- WORK INSTRUCTIONS
a. In the text on the Vexall–BCX dispute, how long ago did BCX develop Unisolv?
b. Transcribe the text on the Vexall–BCX dispute from "In the second" to "now with Vexall).".

- EXTRACTED TEXT
....

Vexall, an ICT company that started trading in September 2019, is seeking interim relief against Business Connexion (BCX), who owns the copyright to the computer program called Unisolv. BCX developed Unisolv some 26 years ago. It is said to be the industry-standard software for use by private retail pharmacies.
In 2019, some BCX staff members involved in developing and implementing Unisolv resigned and joined Vexall, in which Dis-Chem is a majority shareholder.
BCX claims the resignations were orchestrated, while Vexall says the workers were either retrenched as part of a substantial cost-cutting exercise, or resigned seeking job security.
In the second half of 2019, Dis-Chem and a substantial number of other pharmacies gave notice to BCX that they would no longer procure “value added services” from the company. These comprise a wide-range of ICT services such as hardware and software installation, central patient profile hosting and inventory management services, among others.
BCX says some of these services are integral to the functioning of Unisolv as a whole and it would not be viable to “unbundle” these. However, it does not object to Vexall providing non-integral services. Vexall, in turn, argues that it should be able to provide all “value added services”.
BCX lodged a case in the High Court in October 2019 against Vexall, Dis-Chem and 46 others (former BCX employees who are now with Vexall).
BCX’s allegations – that Vexall has acted unlawfully against BCX by illegally poaching its employees, customers and unlawfully appropriating its intellectual property in relation to Unisolv – are the subject of the case lodged in the High Court.
Vexall has lodged a complaint against BCX with the Competition Commission, accusing BCX of uncompetitive behaviour and contravening the Competition Act.
In summary, Vexall accuses BCX of being a dominant company and of “tying and bundling” i.e. forcing its customers to purchase “value added services” together with the licence in order to use the Unisolv software. It argues that this induces customers not to deal with Vexall.
The Competition Act prohibits a dominant company from selling goods or services on condition that the buyer must purchase unrelated goods or services (unless the dominant company can show pro-competitive effects which outweigh the anti-competitive effect of its conduct).
BCX denies that it is a dominant company. It also denies that it has acted anti-competitively (“tying and bundling”). In its papers before the Tribunal, it also submits that the matter before the Tribunal should be put on hold, pending the outcome of the case in the High Court.

....

- RECORDS

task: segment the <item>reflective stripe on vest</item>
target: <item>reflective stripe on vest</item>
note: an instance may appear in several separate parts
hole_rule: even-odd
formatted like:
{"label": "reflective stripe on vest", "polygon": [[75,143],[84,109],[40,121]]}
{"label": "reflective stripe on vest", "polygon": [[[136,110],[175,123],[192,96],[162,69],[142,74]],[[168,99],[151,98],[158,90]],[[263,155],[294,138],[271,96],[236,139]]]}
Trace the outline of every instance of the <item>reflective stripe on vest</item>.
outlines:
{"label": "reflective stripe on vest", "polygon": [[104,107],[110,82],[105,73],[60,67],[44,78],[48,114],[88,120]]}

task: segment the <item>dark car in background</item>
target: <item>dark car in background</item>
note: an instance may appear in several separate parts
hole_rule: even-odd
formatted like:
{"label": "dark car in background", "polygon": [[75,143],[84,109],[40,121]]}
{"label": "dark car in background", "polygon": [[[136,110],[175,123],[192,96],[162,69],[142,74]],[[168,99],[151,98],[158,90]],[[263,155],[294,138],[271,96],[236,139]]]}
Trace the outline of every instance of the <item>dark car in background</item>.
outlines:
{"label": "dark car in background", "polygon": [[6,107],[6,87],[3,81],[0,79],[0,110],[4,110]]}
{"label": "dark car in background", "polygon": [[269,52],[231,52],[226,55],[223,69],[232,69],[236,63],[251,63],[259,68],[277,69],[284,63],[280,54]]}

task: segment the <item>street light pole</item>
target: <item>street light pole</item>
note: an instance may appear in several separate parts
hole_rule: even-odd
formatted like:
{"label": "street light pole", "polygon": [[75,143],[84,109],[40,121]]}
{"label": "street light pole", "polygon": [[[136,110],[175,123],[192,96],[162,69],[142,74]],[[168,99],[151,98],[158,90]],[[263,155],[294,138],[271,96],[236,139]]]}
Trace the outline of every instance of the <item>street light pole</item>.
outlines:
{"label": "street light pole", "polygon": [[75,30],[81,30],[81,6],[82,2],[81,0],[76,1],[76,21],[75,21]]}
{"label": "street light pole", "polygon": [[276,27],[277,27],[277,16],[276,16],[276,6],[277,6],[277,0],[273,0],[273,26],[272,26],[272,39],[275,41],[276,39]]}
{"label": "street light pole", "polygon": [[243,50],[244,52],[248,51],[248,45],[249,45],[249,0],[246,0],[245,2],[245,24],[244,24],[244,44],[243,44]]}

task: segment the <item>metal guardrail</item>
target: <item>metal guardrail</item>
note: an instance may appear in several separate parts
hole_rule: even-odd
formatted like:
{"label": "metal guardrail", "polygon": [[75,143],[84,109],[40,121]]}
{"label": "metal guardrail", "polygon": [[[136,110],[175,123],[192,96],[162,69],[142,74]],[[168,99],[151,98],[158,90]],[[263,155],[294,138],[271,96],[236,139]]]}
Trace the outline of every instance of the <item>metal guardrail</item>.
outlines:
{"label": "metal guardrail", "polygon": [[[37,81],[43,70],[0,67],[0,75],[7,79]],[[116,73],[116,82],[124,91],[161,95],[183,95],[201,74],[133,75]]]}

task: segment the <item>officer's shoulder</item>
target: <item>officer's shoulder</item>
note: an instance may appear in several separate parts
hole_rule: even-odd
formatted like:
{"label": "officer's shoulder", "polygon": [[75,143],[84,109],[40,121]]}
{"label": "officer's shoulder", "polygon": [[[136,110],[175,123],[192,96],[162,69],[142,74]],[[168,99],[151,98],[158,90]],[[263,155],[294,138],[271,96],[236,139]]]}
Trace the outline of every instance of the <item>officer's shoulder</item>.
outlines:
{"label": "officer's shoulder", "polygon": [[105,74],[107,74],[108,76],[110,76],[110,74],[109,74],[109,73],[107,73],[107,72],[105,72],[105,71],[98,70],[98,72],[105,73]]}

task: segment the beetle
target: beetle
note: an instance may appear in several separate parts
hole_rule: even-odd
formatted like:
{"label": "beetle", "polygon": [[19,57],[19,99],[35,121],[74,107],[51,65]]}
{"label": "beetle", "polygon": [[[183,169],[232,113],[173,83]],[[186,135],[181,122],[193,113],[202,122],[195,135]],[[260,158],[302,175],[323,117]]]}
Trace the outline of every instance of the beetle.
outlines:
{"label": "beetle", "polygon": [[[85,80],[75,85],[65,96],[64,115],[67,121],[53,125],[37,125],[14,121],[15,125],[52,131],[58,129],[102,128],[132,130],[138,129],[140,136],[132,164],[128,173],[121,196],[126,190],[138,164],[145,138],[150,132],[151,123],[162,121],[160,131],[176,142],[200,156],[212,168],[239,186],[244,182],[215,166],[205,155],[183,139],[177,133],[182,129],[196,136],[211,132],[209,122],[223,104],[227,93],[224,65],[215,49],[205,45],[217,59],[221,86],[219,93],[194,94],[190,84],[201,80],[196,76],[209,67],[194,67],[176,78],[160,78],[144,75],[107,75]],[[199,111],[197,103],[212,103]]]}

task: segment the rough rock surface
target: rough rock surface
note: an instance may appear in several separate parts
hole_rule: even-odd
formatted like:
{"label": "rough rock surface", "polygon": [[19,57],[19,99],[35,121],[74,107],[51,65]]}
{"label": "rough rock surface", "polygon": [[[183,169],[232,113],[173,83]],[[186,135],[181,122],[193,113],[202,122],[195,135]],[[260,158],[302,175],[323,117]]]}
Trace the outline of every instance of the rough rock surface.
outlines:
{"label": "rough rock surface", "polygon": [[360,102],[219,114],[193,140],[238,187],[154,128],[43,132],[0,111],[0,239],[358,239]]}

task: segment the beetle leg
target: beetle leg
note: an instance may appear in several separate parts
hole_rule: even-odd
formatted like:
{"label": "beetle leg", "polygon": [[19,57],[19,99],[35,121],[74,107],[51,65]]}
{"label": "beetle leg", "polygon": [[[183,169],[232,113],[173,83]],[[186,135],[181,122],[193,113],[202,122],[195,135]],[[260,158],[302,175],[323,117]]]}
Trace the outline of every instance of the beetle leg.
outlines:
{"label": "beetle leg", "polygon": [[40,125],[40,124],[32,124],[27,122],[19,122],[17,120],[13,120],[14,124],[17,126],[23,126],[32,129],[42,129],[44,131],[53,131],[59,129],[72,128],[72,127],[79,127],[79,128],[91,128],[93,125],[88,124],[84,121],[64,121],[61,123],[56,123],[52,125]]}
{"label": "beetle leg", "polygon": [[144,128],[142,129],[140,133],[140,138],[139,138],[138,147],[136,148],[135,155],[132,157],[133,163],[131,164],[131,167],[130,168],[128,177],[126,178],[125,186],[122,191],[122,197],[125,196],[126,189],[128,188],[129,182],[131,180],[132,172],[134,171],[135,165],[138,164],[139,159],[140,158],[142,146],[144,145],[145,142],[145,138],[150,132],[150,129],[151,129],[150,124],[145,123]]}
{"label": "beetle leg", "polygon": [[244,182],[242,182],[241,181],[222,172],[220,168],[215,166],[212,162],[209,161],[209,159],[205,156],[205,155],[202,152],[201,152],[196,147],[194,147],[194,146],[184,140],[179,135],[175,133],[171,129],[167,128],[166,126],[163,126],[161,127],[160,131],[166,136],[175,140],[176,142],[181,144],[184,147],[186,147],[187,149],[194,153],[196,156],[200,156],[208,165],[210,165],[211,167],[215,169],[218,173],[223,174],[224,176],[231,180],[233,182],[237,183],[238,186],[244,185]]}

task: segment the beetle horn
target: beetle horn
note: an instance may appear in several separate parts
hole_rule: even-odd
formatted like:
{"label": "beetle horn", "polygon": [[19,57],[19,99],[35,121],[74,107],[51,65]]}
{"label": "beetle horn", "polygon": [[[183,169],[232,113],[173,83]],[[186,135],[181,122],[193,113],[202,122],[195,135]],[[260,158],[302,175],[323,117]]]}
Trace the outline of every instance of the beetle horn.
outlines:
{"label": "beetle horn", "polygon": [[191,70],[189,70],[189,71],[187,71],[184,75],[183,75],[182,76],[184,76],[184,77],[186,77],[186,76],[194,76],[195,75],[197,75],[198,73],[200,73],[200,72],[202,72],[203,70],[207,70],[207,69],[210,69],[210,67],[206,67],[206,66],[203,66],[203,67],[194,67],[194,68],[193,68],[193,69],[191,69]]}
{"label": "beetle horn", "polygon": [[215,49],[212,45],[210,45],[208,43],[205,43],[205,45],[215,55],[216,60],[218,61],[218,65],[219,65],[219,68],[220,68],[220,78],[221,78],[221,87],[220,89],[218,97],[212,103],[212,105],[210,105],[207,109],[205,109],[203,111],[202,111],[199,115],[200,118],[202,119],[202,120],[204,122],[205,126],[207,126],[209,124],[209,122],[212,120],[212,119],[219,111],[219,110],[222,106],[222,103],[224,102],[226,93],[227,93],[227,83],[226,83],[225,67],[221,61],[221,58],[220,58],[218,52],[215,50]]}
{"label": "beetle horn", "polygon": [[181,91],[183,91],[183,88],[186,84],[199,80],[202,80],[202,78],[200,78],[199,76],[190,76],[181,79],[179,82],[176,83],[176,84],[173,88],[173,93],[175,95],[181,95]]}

....

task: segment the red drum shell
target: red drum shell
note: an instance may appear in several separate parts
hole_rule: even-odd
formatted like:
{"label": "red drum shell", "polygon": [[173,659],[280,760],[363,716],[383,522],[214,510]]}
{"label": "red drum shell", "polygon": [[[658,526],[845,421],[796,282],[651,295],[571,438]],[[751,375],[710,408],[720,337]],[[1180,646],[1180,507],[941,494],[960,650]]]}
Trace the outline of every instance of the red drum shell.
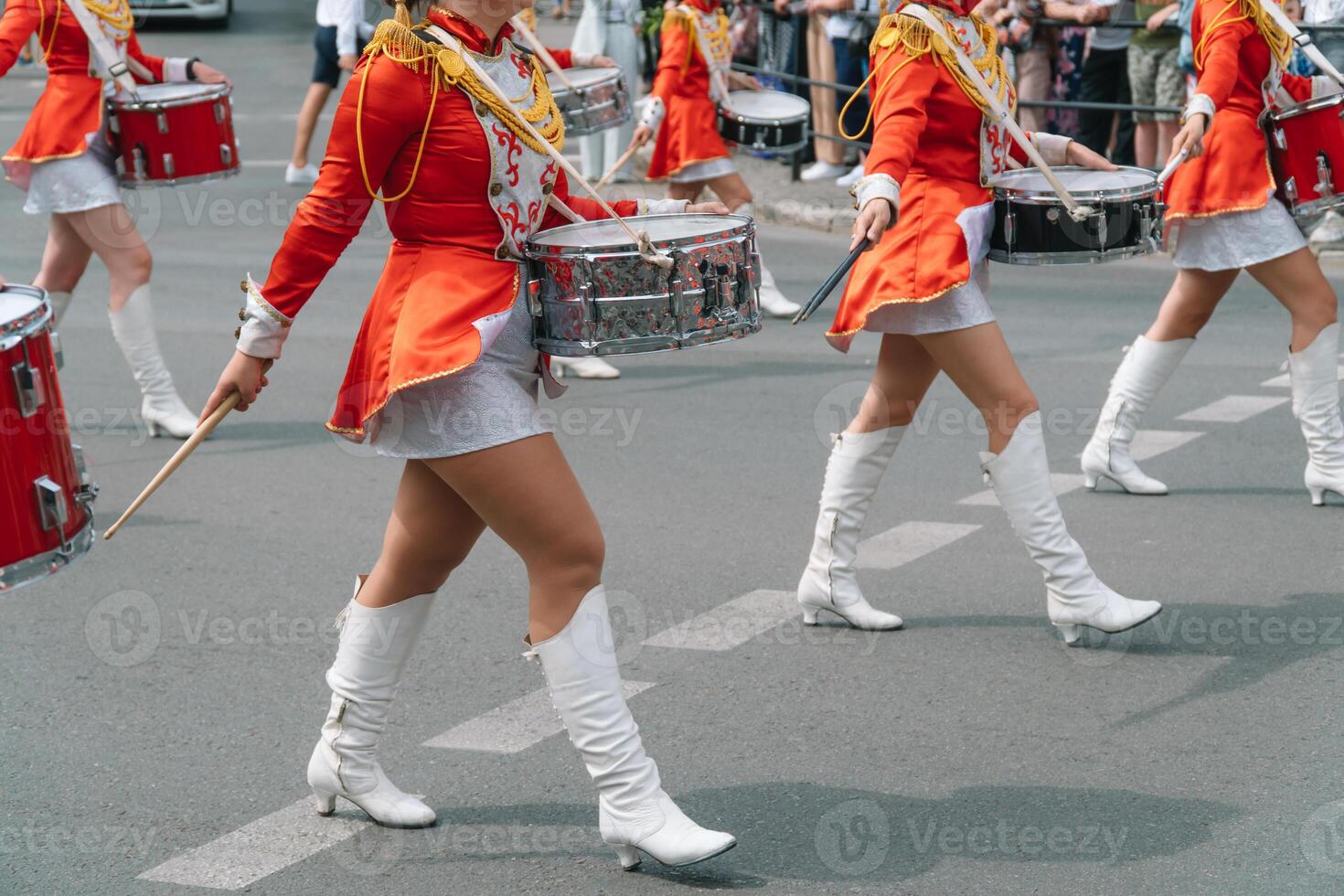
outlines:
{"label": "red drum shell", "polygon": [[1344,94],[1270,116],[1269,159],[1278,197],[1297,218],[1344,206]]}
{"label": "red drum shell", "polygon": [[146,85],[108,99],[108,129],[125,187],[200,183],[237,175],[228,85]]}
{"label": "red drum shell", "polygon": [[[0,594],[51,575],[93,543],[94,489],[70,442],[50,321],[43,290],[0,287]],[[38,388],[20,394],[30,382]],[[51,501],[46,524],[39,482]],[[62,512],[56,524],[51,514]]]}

....

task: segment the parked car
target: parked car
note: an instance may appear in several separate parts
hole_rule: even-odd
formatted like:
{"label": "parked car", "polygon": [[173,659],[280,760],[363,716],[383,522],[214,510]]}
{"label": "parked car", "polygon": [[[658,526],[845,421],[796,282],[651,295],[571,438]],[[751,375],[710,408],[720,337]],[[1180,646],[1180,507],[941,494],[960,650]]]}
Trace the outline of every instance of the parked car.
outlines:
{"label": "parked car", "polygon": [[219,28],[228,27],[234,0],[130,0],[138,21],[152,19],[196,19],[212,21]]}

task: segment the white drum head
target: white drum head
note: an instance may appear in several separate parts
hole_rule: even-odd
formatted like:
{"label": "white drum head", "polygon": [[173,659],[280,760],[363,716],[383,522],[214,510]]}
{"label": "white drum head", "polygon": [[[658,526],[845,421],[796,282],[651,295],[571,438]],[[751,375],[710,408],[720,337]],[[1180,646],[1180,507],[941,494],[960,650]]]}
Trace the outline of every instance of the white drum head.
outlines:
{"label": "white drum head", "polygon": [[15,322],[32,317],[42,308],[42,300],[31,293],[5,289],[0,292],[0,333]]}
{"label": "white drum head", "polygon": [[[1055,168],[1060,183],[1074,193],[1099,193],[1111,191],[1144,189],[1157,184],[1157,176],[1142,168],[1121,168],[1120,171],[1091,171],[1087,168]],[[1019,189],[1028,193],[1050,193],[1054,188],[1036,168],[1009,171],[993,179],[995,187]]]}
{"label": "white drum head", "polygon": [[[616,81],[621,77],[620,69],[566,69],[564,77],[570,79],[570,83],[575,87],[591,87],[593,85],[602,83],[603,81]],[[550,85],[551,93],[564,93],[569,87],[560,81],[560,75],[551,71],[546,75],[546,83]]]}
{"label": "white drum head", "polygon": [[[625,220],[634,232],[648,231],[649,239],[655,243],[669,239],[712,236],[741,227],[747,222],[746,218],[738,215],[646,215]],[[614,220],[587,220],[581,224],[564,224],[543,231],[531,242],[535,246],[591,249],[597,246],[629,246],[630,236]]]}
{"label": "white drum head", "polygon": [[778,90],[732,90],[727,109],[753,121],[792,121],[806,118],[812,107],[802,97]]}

....

- SOLUTIONS TO THE PROBLEMS
a. BCX developed Unisolv some 26 years ago.

b.
In the second half of 2019, Dis-Chem and a substantial number of other pharmacies gave notice to BCX that they would no longer procure “value added services” from the company. These comprise a wide-range of ICT services such as hardware and software installation, central patient profile hosting and inventory management services, among others.
BCX says some of these services are integral to the functioning of Unisolv as a whole and it would not be viable to “unbundle” these. However, it does not object to Vexall providing non-integral services. Vexall, in turn, argues that it should be able to provide all “value added services”.
BCX lodged a case in the High Court in October 2019 against Vexall, Dis-Chem and 46 others (former BCX employees who are now with Vexall).